_Task details_:
Give back the records below verbatim, please, but without a single image.

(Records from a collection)
--- START ---

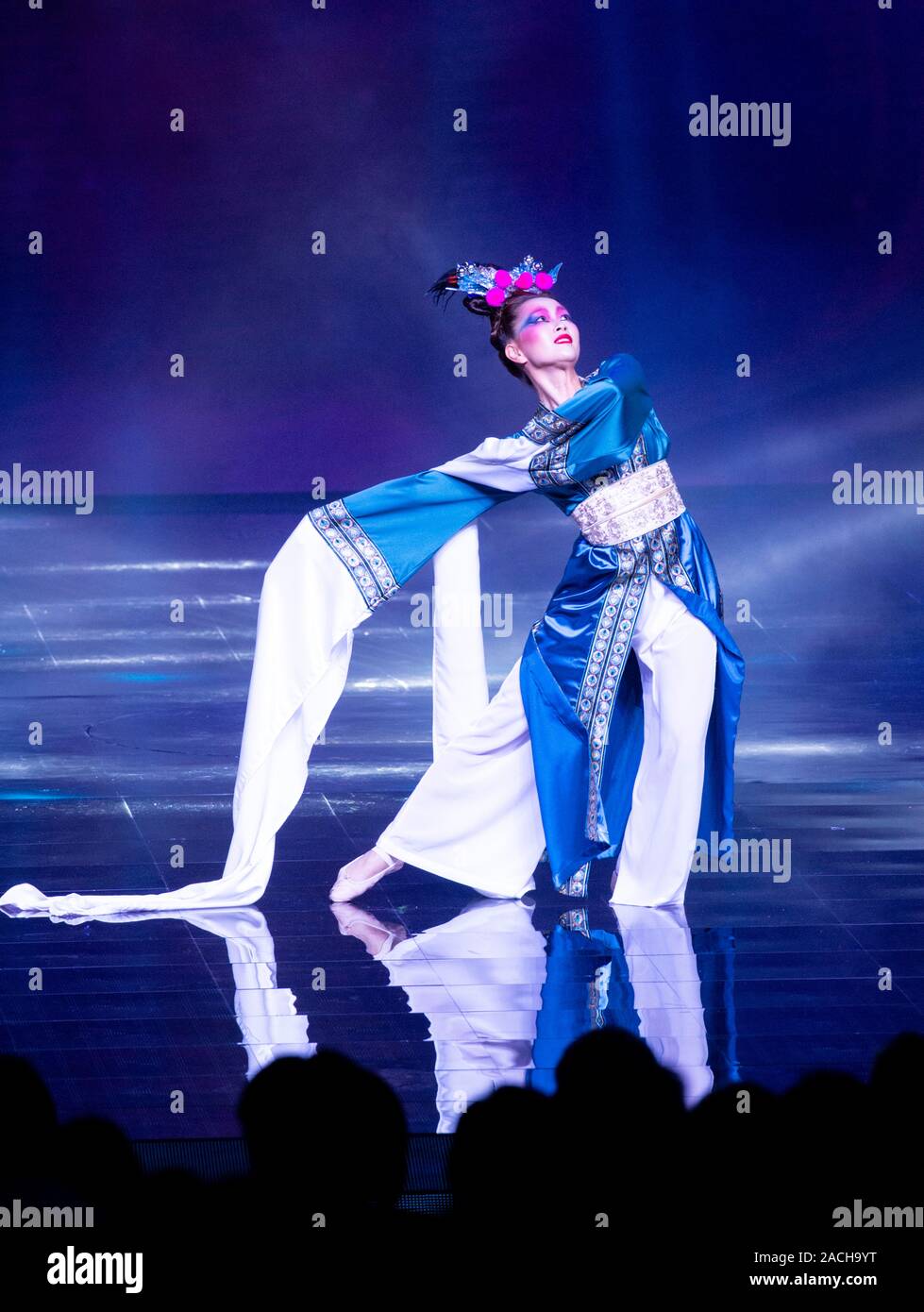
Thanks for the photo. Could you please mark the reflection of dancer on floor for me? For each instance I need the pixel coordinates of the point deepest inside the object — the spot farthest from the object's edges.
(614, 731)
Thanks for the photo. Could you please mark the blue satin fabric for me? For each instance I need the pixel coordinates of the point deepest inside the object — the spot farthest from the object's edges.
(553, 665)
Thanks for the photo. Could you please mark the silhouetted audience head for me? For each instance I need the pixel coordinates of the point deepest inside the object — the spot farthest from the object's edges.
(329, 1133)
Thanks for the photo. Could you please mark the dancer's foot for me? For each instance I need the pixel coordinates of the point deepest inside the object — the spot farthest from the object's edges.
(360, 874)
(376, 935)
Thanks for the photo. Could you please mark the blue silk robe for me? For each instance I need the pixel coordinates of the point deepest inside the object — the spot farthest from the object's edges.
(579, 679)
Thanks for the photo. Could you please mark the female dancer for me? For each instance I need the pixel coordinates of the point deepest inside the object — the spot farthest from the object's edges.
(614, 731)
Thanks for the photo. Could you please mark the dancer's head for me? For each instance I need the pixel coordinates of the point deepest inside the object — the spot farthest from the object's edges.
(530, 329)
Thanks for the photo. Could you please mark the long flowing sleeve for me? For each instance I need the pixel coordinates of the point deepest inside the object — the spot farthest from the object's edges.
(343, 559)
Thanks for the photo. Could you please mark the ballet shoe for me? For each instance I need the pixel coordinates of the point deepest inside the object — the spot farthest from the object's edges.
(350, 879)
(366, 918)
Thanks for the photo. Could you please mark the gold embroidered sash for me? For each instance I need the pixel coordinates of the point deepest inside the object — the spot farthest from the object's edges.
(645, 500)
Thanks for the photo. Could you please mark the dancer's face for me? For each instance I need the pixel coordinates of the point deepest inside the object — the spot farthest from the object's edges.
(545, 333)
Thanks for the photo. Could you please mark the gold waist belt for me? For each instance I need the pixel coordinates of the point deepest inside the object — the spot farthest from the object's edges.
(645, 500)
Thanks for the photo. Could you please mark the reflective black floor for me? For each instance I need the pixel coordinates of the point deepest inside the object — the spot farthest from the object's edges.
(158, 1022)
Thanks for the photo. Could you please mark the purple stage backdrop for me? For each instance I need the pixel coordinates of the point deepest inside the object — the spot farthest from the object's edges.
(344, 122)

--- END ---

_Final answer_:
Thanks for the photo. Could you please mark the reflection of dancer on floor for me? For each instance I need the pixel coordinates of the point deepest inside the object — the spot farthest from the object's edges.
(614, 731)
Thanks for the photo. Could you please mark the blue satin fabric for me? For each instance I need the pixel coordinates of the point deepest inside the object — the spot farthest from the object's edges.
(553, 665)
Thanks for the photo. Could you please mark the silhouetted audience head for me? For each instance I need the pixel coordinates of the point deepest inside the object — the spot farthest from the object's edges.
(329, 1133)
Thanks for the photo. Could you please mark the dancer's foot for me? For each instance I need the pixel coordinates of the point deepest inside the object — the spot farthest from the object's edges.
(360, 874)
(376, 935)
Thanks for the photo. Could you please mark the blue silk robe for me? For each instance I need the pixel coordinates of the point deepest inside the object — the spot farthest from the object's edges.
(579, 679)
Thanks for the photo. Could you please mark the female dancer for me? For each instance I need the pixel coordinates of the point deepest inside the object — the spot farthest from the object's edges.
(614, 731)
Thanks for the photo. Could you please mark the dancer's head for me? For each instance I need the pixel coordinates of the point deepest inside the object — the spot farthest from the object's edges.
(530, 329)
Thanks for the photo. Could you please mark the long flowing sleeve for me? For each instance I need the pixel coordinates of the point deepest inside the object — the spot farthest from the object's edges.
(343, 559)
Thanks for the photo. Could you please mark the ballet shoe for me? For each instance I need the pixel coordinates of the point deepest inside the object — the spot farthest from the object's edges.
(350, 879)
(366, 918)
Thanks for the photo. Could you please mark the gold embroidered sash for me? For each instance I need the pixel coordinates of the point deepest inside the object — the spot farthest from the object's edges.
(645, 500)
Thanks for the photo. Could you please mark the dancer's face for me? For each instance I need the pixel coordinates of the point deepest inside the object — the spot farthest from the object's edges.
(545, 333)
Thanks for the photo. Could you please mark the gold waist belt for me? For each instance I need the pixel coordinates of the point deepest inside the object — the spot farthest from the object's edges.
(645, 500)
Thanks for the photo. Could you please mark the reflective black floor for me? For each instance I need the pixel coordinates of the point deepest inside the object — the spot farthest from the object's edges.
(158, 1022)
Thanks for the photo. Could you please mark the purple stage backdrop for me? For each instance I need the pixel coordinates of the point deepest inside the object — the spot farthest from the object's edges.
(344, 122)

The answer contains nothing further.